Questions:
1. In the excerpt about King David of Scotland and the English succession, why were many English and Norman magnates and barons against Matilda?
2. Extend the excerpt about King David of Scotland and the English succession, starting after its final sentence.
═════ Excerpt provided
The English did not pursue far; David fell back to Carlisle and reassembled an army. Within a month, a truce was negotiated which left the Scots free to continue the siege of Wark castle, which eventually fell. Despite losing the battle, David was subsequently given most of the territorial concessions he had been seeking (which the chronicles say he had been offered before he crossed the Tees). David held these throughout the Anarchy, but on the death of David, his successor Malcolm IV of Scotland was soon forced to surrender David's gains to Henry II of England.

Some chronicle accounts of the battle include an invented pre-battle speech on the glorious deeds of the Normans, occasionally quoted as good contemporary evidence of the high opinion the Normans held of themselves.

==Background==

Scottish atrocities depicted in the 14th-century Luttrell Psalter

David had gained the Scottish throne largely because of the support of his brother-in-law Henry I of England, and he had attempted to remodel Scotland to be more like Henry's England. He had carried out peaceful changes in the areas of Scotland over which he had effective control and had conducted military campaigns against semi-autonomous regional rulers to reassert his authority; in administration, in warfare, and in the settling of regained territory, he had drawn on the talent and resources of the Anglo-Norman lands. The death of Henry I in 1135, weakening England, made David more reliant on his native subjects, and allowed him to contemplate winning control over substantial areas of northern England.

Henry I had wished his inheritance to pass to his daughter Matilda, and in 1127 made his notables swear an oath to uphold the succession of Matilda (David was the first layman to do so). Many of the English and Norman magnates and barons were against Matilda because she was married to Geoffrey V, count of Anjou. On Henry's death, Stephen, younger brother of Theobald, count of Blois, seized the throne instead.
══════════
═════ Information shown
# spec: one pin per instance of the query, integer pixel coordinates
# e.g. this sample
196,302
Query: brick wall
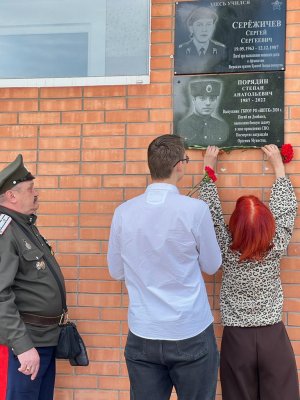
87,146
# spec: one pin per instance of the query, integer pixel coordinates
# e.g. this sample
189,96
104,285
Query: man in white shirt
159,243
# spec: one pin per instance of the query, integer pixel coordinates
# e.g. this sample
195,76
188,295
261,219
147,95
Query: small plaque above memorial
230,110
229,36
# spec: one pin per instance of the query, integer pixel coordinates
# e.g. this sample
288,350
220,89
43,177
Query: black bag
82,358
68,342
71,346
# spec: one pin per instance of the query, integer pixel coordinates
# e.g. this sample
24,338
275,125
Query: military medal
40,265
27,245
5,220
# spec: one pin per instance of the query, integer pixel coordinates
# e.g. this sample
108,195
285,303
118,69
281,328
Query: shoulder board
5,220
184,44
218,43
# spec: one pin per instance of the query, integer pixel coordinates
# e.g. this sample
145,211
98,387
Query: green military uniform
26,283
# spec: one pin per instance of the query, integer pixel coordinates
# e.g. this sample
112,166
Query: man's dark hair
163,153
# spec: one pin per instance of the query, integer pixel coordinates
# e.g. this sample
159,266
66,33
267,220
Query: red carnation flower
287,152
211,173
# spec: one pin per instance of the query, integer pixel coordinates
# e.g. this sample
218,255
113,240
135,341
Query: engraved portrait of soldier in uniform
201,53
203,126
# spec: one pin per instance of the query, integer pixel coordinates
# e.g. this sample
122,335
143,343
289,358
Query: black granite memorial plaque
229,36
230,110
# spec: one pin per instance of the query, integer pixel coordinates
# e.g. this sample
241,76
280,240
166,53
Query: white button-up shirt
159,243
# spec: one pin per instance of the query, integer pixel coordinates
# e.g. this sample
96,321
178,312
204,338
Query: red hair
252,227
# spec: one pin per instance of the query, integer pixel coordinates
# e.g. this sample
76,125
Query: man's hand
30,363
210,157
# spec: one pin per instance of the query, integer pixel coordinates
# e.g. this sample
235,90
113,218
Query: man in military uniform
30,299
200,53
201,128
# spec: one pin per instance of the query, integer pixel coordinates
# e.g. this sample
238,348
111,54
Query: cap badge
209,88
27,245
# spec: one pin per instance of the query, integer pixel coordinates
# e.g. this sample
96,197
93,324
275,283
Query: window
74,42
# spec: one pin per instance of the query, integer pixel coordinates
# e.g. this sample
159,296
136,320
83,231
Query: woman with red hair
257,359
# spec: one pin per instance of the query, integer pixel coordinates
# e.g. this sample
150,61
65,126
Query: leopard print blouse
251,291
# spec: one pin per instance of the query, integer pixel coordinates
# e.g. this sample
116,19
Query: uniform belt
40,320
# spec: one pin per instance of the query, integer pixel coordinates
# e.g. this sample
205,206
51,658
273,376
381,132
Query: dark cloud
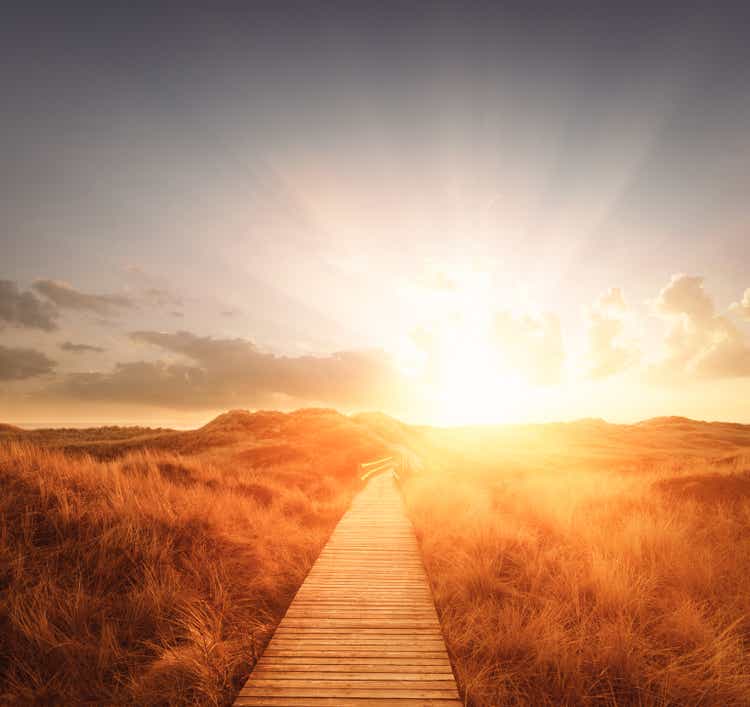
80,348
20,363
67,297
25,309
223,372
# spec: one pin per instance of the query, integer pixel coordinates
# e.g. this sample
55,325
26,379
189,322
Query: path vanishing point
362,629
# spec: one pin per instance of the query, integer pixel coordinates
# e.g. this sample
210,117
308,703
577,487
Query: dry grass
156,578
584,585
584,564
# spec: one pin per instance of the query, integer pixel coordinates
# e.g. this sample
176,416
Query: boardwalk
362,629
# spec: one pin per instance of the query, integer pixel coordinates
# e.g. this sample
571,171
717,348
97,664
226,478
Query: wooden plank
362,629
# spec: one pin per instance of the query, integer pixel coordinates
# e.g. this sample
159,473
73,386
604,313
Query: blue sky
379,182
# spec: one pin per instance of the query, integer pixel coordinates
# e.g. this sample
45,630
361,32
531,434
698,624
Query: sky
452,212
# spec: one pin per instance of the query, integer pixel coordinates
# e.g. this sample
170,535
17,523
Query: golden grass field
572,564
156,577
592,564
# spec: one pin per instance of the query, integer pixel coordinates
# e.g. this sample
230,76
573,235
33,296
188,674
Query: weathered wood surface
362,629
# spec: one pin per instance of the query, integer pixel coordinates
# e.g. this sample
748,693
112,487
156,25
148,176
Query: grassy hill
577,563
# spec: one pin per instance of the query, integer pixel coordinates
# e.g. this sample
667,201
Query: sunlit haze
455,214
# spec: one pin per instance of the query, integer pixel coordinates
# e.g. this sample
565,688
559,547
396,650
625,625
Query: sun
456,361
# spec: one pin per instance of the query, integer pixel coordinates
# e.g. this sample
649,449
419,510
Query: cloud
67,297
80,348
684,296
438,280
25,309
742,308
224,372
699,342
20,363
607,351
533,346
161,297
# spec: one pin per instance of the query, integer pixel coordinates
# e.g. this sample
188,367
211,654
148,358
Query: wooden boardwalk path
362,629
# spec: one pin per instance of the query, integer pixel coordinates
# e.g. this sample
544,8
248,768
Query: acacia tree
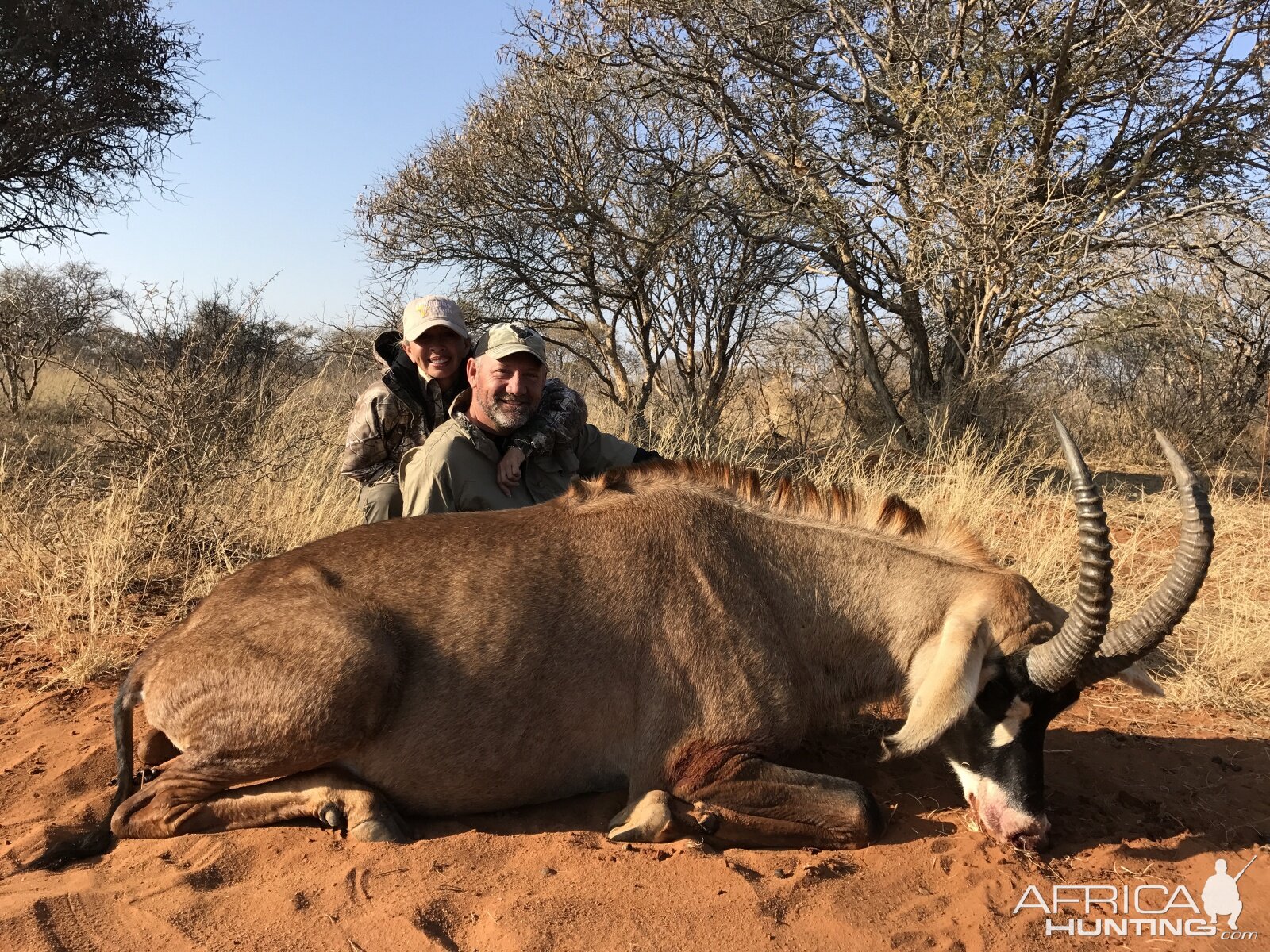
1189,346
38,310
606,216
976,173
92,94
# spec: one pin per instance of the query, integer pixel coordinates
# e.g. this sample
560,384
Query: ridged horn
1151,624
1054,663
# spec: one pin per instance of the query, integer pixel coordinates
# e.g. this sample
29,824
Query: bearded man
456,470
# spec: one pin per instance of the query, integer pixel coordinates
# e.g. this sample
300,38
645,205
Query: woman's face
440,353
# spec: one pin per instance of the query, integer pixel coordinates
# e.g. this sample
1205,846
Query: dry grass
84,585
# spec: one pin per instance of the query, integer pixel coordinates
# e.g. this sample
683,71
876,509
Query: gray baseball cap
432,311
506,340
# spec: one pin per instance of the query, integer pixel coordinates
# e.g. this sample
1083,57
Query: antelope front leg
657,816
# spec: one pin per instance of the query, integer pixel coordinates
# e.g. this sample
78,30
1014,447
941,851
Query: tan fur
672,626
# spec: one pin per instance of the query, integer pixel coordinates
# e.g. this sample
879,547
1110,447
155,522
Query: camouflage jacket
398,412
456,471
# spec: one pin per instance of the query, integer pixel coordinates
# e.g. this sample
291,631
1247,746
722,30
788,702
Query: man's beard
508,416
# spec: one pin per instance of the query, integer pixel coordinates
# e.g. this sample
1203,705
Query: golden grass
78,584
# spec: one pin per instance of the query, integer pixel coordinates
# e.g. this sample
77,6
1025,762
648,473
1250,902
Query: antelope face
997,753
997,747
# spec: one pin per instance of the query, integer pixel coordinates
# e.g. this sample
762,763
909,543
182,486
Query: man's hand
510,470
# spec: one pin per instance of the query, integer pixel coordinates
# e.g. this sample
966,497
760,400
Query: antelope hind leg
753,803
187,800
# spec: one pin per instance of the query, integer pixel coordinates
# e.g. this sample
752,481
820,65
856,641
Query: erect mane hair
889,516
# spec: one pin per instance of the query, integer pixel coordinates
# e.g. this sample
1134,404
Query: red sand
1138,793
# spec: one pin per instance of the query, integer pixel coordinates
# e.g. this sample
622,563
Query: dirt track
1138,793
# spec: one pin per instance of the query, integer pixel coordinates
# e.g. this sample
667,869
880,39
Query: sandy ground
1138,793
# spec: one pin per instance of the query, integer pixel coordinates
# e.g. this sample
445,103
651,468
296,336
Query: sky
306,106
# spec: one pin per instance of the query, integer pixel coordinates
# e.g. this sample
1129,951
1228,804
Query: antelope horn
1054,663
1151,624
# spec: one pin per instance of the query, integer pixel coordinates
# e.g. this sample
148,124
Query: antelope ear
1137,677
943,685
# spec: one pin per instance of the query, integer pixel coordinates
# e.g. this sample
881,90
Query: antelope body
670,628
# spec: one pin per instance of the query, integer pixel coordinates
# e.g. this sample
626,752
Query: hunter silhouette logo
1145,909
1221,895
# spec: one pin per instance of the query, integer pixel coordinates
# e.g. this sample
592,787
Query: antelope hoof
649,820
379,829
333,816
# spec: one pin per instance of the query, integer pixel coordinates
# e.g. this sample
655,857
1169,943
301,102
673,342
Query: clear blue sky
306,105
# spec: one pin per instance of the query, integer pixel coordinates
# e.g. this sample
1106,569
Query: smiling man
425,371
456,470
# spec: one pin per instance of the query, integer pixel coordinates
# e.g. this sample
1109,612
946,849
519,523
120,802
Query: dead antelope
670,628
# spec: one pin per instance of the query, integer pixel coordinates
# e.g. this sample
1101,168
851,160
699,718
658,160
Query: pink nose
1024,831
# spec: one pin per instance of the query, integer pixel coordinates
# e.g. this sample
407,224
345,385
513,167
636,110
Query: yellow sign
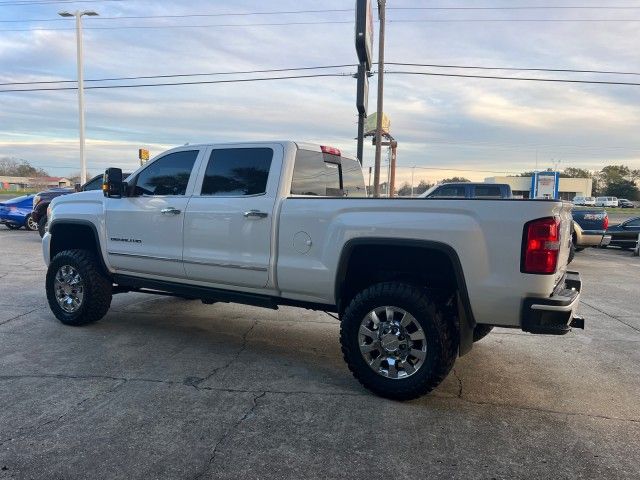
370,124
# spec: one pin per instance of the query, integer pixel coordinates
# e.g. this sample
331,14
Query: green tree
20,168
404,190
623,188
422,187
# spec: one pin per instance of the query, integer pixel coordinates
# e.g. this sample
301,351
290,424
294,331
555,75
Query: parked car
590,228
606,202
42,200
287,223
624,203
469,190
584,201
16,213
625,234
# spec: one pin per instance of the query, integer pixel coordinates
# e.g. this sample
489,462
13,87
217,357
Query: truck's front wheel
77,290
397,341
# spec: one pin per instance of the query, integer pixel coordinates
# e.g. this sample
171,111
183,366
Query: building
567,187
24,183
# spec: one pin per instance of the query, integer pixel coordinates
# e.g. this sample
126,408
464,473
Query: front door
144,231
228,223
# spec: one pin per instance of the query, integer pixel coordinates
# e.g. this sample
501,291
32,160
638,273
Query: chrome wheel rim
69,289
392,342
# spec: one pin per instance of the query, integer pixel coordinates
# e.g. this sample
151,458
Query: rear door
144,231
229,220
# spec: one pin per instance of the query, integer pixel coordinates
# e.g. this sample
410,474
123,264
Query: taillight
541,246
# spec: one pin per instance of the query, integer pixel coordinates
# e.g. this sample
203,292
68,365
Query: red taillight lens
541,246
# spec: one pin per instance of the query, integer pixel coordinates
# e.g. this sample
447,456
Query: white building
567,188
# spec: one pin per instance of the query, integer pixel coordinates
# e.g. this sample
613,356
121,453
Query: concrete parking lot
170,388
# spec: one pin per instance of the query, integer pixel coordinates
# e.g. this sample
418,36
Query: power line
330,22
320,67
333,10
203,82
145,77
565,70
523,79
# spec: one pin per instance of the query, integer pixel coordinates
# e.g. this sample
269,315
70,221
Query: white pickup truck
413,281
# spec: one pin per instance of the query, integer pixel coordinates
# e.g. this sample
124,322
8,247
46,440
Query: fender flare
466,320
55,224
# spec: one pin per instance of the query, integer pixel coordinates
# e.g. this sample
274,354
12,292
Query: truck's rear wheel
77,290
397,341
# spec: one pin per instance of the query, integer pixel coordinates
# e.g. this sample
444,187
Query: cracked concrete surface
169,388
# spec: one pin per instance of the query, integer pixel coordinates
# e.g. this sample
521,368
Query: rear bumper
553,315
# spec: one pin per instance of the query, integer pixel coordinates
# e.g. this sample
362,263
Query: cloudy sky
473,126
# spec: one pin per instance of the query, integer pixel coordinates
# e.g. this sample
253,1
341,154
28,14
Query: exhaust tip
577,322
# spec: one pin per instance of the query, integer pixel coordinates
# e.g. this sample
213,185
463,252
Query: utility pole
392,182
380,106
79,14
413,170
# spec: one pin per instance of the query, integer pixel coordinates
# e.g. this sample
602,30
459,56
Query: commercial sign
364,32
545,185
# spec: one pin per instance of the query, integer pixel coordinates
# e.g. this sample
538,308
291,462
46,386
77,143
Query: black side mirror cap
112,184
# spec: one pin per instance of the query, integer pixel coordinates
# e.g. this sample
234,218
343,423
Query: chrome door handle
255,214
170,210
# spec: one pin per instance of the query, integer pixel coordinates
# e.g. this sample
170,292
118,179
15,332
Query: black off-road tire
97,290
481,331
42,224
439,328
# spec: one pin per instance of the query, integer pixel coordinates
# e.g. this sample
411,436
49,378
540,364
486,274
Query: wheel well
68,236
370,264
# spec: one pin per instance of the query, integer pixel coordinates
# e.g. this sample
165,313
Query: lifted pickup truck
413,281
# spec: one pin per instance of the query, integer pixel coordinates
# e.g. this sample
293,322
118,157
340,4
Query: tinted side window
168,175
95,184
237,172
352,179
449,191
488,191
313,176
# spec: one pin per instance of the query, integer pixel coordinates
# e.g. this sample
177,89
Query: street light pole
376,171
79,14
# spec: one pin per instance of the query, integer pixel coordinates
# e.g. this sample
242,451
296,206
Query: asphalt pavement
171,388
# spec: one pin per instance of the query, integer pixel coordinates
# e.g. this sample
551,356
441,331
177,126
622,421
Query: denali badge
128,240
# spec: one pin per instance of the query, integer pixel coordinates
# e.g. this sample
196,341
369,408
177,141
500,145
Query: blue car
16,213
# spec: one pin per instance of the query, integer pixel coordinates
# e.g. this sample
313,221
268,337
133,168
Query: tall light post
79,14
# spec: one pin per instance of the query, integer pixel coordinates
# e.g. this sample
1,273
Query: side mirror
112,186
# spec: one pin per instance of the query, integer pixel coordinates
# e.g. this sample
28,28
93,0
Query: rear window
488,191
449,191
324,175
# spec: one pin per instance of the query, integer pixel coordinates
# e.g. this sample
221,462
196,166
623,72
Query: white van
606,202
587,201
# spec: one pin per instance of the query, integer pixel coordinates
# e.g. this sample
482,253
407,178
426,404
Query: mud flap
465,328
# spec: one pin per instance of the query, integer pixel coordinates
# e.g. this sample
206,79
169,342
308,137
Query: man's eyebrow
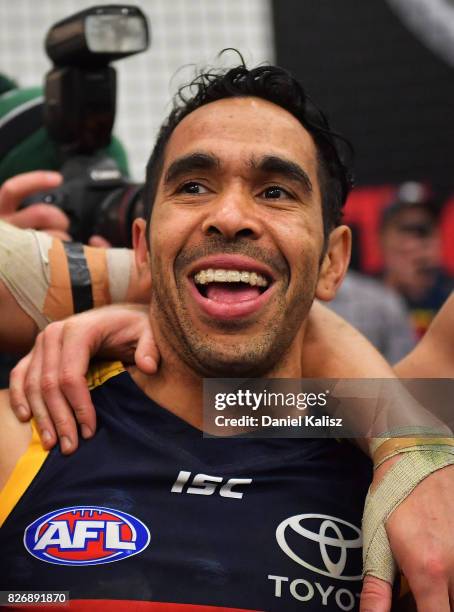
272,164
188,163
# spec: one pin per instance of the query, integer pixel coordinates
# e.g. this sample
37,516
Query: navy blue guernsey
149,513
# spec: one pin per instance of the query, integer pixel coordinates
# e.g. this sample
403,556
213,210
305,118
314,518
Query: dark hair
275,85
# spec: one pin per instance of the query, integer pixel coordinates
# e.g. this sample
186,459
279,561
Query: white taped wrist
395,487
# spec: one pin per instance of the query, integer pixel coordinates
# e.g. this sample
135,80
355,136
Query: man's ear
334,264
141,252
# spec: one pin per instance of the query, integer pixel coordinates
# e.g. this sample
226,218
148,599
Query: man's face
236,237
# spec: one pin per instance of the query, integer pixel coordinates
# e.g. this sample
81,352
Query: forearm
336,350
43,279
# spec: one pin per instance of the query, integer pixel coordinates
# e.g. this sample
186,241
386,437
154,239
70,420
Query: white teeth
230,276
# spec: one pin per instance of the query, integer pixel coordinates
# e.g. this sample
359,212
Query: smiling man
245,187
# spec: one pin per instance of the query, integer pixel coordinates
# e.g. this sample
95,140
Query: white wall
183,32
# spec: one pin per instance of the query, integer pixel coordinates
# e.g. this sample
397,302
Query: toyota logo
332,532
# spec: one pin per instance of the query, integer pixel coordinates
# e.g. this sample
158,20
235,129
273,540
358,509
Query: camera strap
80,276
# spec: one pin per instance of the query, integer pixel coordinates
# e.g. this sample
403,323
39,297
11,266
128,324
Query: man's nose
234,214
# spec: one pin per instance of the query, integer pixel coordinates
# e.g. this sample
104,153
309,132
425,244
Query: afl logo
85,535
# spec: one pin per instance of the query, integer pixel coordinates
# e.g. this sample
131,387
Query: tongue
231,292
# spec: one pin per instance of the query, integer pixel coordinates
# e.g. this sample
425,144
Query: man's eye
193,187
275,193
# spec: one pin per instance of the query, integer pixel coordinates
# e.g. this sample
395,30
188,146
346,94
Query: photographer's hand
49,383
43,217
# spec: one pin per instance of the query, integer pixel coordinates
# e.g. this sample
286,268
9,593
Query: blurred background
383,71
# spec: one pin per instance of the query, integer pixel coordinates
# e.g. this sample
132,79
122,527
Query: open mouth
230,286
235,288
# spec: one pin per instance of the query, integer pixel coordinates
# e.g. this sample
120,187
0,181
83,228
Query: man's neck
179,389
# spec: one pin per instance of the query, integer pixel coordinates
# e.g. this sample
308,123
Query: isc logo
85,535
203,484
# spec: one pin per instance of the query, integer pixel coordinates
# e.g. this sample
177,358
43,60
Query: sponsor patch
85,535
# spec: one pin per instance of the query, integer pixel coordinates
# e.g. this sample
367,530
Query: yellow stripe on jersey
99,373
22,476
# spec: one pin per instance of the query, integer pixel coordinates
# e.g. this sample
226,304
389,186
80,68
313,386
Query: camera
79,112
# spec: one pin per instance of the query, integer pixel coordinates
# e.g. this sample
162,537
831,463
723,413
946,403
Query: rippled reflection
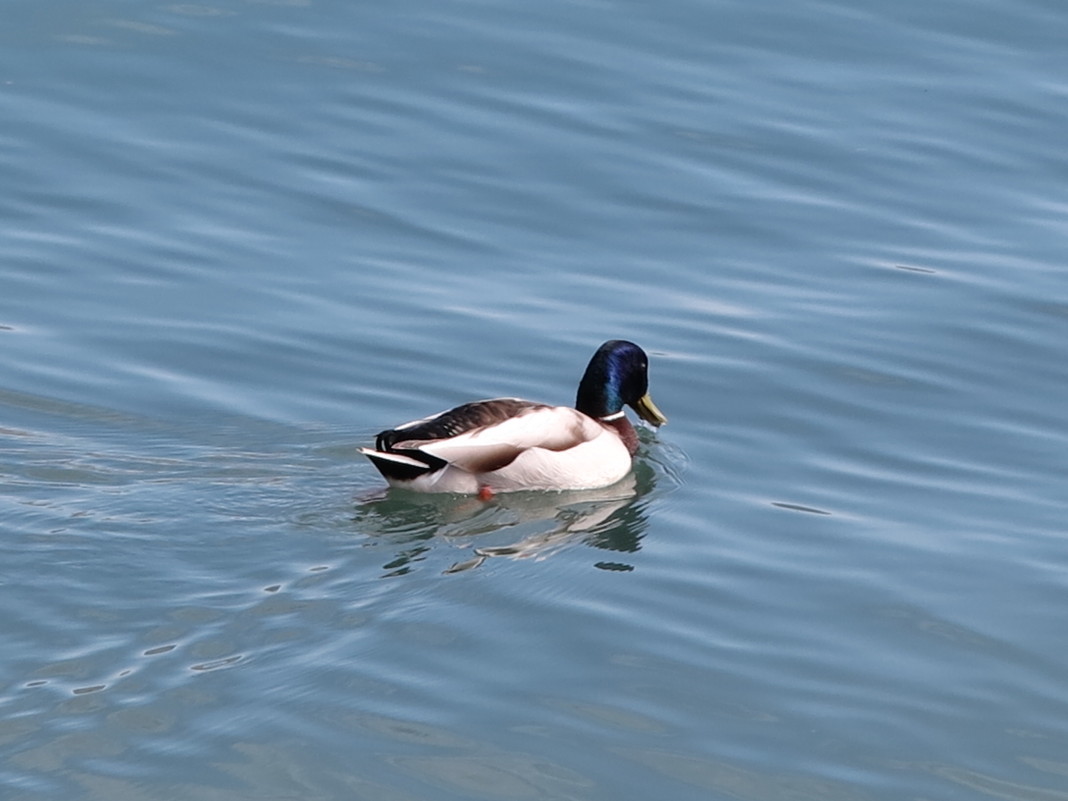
══════════
Outputs by task:
1. They opposed her because she was married to Geoffrey V, count of Anjou.

2.
When Stephen was crowned on 22 December, David went to war. After two months of campaigning in northern England, a peace treaty ceding Cumberland to David was agreed. Additionally, David's son Henry was made Earl of Huntingdon. David declined to swear the required oath of loyalty to Stephen, since he had already sworn allegiance to Matilda.

In spring 1137, David again invaded England: a truce was quickly agreed. In November, the truce expired; David demanded to be made earl of the whole of the old earldom of Northumberland. Stephen refused and in January 1138 David invaded for a third time.

== Campaigning in 1138 before the battle ==

===David invades Northumberland===
David first moved against English castles on the Tweed frontier. Norham Castle belonged to the Bishop of Durham and its garrison was under-strength; it quickly fell. Having failed to rapidly seize the castle at Wark on Tweed, David detached forces to besiege it and moved deeper into Northumberland, demanding contributions from settlements and religious establishments to be spared plunder and burning.

===Scots slave-raiding and Anglo-Norman alarm===
The actions of the army that invaded England in early 1138 shocked the English chroniclers. Richard of Hexham records that:

an execrable army, more atrocious than the pagans, neither fearing God nor regarding man, spread desolation over the whole province and slaughtered everywhere people of either sex, of every age and rank, destroying, pillaging and burning towns, churches and houses.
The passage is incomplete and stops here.